:: What the task asks ::
Return exactly the span of lines in the following data that opens with the line containing "x=229, y=62" and closes with the line containing "x=119, y=72". Include nothing else.

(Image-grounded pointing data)
--------------------
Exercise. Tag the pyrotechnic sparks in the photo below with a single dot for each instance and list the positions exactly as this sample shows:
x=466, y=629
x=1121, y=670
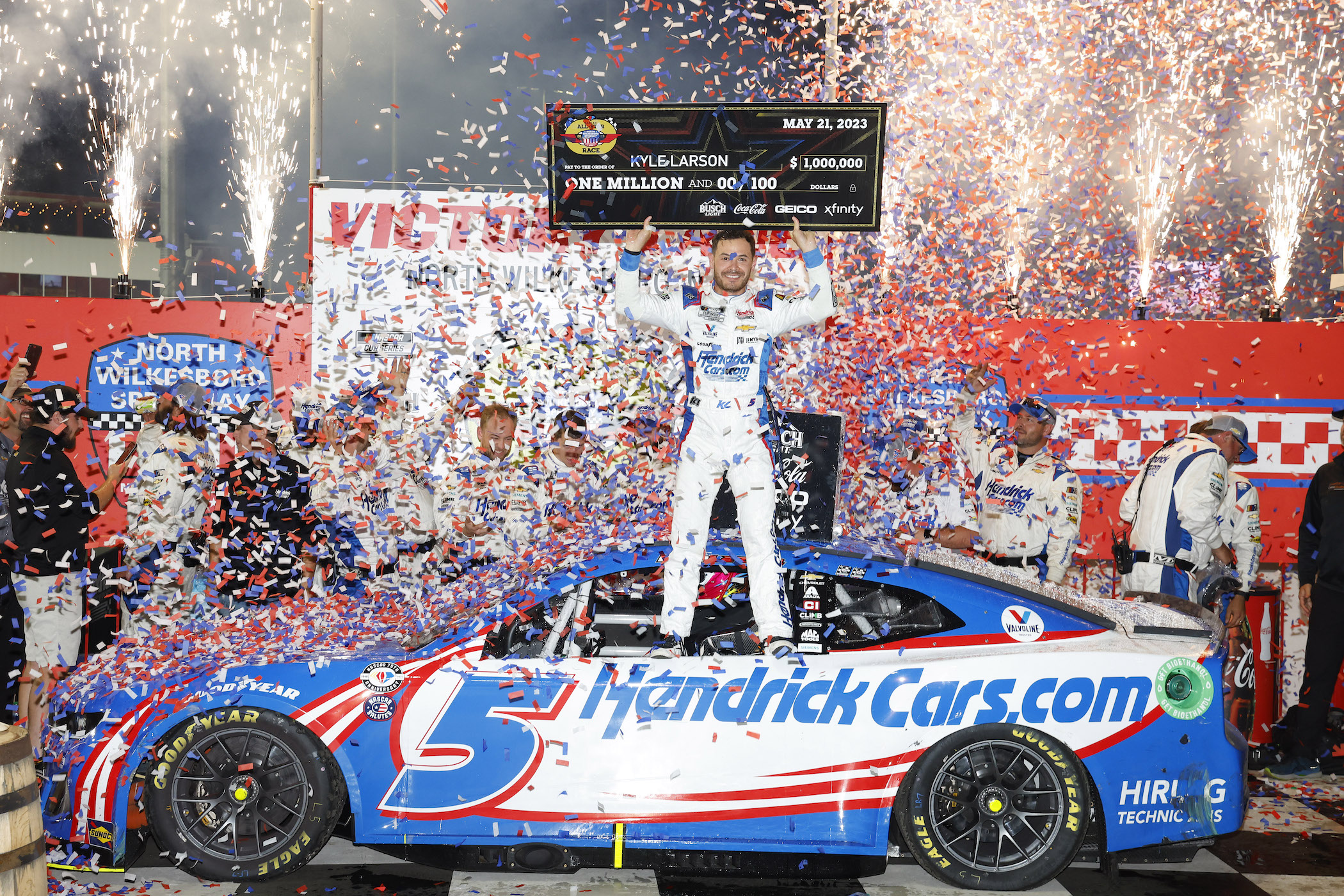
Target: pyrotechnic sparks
x=262, y=104
x=124, y=134
x=1293, y=120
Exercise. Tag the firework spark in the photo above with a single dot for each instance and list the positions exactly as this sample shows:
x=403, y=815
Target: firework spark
x=1295, y=117
x=125, y=132
x=262, y=104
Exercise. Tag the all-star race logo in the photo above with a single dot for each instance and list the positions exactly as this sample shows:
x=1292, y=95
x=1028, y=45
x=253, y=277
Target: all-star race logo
x=589, y=136
x=1022, y=623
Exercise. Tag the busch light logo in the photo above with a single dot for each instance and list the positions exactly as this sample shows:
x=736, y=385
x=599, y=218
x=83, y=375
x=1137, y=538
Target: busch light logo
x=232, y=374
x=1022, y=623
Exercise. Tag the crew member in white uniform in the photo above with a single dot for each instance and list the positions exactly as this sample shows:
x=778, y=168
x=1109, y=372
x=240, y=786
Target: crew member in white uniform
x=1174, y=504
x=484, y=495
x=561, y=481
x=728, y=340
x=166, y=506
x=1238, y=519
x=1030, y=500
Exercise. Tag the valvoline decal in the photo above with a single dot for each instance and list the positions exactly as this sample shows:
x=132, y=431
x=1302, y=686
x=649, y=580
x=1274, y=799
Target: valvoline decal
x=232, y=374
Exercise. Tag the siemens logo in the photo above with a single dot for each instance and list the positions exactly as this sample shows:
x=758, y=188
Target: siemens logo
x=893, y=703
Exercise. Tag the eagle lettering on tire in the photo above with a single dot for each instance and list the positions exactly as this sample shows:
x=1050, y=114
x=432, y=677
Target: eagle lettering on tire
x=996, y=806
x=244, y=793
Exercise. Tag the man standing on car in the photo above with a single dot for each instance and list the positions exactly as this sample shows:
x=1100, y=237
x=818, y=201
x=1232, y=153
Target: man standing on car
x=1320, y=593
x=1175, y=504
x=50, y=509
x=728, y=337
x=1030, y=500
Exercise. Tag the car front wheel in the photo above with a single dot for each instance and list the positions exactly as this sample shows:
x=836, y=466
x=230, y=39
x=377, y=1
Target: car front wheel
x=995, y=808
x=244, y=793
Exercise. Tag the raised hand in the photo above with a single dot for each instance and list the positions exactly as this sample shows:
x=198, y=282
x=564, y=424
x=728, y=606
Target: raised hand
x=976, y=382
x=804, y=241
x=637, y=239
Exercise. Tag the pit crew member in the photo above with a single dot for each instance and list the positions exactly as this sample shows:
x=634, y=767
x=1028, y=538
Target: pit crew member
x=1174, y=506
x=1030, y=500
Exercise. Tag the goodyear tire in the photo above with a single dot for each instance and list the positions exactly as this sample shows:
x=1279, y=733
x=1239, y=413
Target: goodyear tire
x=995, y=808
x=244, y=793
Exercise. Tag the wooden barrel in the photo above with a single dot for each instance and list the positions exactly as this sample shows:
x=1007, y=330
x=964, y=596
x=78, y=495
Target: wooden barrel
x=23, y=844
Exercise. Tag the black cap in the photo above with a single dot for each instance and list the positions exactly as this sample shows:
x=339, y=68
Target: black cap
x=57, y=399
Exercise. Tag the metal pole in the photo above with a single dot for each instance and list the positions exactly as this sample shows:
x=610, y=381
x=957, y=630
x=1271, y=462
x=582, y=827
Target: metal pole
x=832, y=50
x=315, y=92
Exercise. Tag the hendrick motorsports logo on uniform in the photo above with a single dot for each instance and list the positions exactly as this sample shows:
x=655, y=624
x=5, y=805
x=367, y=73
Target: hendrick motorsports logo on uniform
x=382, y=677
x=1022, y=623
x=380, y=708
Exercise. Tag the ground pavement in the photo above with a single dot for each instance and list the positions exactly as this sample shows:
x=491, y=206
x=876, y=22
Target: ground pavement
x=1291, y=845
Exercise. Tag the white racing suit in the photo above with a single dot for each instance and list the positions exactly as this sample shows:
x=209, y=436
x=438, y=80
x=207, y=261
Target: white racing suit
x=166, y=503
x=1026, y=512
x=728, y=343
x=1176, y=520
x=554, y=493
x=1240, y=525
x=483, y=491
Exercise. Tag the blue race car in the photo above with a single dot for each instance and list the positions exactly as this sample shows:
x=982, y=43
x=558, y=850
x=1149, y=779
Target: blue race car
x=989, y=726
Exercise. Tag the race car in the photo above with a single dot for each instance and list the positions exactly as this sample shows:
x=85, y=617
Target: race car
x=937, y=705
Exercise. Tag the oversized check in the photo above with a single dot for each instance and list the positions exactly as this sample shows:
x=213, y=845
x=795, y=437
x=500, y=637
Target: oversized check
x=717, y=164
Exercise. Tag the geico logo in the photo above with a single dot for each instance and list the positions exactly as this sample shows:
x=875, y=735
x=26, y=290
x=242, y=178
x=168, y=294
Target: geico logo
x=894, y=701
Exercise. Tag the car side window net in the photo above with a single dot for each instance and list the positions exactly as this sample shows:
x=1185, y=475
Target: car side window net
x=858, y=613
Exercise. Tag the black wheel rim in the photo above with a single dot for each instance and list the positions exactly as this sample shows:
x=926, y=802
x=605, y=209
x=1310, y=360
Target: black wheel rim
x=996, y=805
x=239, y=794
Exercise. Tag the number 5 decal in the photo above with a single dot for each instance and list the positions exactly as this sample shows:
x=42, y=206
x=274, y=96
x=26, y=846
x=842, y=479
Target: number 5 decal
x=464, y=740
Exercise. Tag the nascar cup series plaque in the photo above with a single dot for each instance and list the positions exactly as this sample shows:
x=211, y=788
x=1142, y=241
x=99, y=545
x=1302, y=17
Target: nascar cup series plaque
x=717, y=164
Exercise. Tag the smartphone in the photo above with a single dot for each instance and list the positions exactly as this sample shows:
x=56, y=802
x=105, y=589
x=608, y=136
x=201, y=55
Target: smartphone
x=127, y=452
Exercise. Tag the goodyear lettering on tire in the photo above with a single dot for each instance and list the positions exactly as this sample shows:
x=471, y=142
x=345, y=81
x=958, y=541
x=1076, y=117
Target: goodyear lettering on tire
x=196, y=726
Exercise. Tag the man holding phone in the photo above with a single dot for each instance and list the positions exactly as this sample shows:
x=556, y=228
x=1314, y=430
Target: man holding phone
x=50, y=509
x=15, y=417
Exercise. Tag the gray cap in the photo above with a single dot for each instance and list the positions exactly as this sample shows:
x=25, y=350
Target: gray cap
x=190, y=397
x=1234, y=425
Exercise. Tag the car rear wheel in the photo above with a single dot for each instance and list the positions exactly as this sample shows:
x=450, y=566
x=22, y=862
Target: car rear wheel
x=995, y=808
x=244, y=793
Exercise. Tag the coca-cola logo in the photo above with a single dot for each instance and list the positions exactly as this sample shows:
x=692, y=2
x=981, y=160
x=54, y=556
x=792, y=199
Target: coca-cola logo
x=1245, y=673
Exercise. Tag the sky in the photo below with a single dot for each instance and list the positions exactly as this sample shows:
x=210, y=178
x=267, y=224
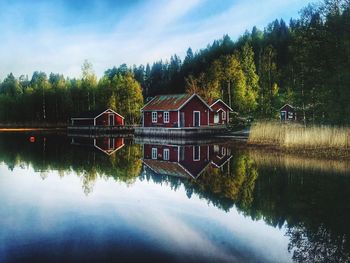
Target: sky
x=58, y=35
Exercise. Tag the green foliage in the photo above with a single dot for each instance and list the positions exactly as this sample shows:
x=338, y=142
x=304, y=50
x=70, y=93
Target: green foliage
x=56, y=99
x=305, y=63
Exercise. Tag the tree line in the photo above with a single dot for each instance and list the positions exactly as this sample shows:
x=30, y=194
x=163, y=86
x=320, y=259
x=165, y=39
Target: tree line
x=54, y=98
x=304, y=63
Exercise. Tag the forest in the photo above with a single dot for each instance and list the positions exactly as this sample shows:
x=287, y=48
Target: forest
x=305, y=63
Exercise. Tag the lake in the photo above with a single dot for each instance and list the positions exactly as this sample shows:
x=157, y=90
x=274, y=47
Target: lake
x=74, y=199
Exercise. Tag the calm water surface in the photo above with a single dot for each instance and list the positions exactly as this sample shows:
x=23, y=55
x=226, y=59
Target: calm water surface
x=67, y=199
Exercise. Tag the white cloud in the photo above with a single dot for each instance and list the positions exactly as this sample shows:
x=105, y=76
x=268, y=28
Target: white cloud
x=153, y=31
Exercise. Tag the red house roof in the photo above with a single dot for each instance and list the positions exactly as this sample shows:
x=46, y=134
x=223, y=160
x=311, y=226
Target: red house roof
x=170, y=102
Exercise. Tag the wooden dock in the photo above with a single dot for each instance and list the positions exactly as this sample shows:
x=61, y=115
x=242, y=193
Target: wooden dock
x=189, y=132
x=101, y=130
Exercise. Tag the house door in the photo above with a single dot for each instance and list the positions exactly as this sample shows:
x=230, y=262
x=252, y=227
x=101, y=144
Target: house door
x=283, y=115
x=182, y=119
x=196, y=119
x=216, y=118
x=111, y=120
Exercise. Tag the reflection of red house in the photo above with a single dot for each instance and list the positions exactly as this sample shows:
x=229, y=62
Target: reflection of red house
x=98, y=118
x=220, y=113
x=184, y=161
x=107, y=145
x=175, y=111
x=181, y=161
x=219, y=155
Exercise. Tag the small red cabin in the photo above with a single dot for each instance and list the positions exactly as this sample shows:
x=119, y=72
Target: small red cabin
x=175, y=111
x=287, y=113
x=220, y=113
x=107, y=117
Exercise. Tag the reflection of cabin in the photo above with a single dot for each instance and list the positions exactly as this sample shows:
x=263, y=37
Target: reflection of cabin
x=175, y=111
x=107, y=117
x=107, y=145
x=181, y=161
x=288, y=113
x=220, y=113
x=184, y=161
x=219, y=155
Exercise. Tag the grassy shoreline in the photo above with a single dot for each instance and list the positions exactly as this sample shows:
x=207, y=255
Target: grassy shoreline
x=325, y=141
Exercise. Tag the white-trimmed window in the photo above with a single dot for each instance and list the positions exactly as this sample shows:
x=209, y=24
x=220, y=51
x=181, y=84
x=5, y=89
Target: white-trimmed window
x=196, y=153
x=166, y=154
x=223, y=115
x=154, y=117
x=223, y=151
x=166, y=117
x=154, y=153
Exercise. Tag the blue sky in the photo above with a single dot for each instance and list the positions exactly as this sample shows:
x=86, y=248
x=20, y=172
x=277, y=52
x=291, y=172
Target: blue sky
x=58, y=35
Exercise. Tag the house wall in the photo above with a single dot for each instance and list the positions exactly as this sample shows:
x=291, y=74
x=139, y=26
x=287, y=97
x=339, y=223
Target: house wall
--------------------
:: Response to this task ::
x=229, y=62
Target: reflection of red house
x=98, y=118
x=220, y=113
x=184, y=161
x=107, y=145
x=175, y=111
x=181, y=161
x=219, y=155
Exercise. Tag the small red cabin in the photo above with a single dot for each instance and list the positions exactly as this sample shows:
x=119, y=72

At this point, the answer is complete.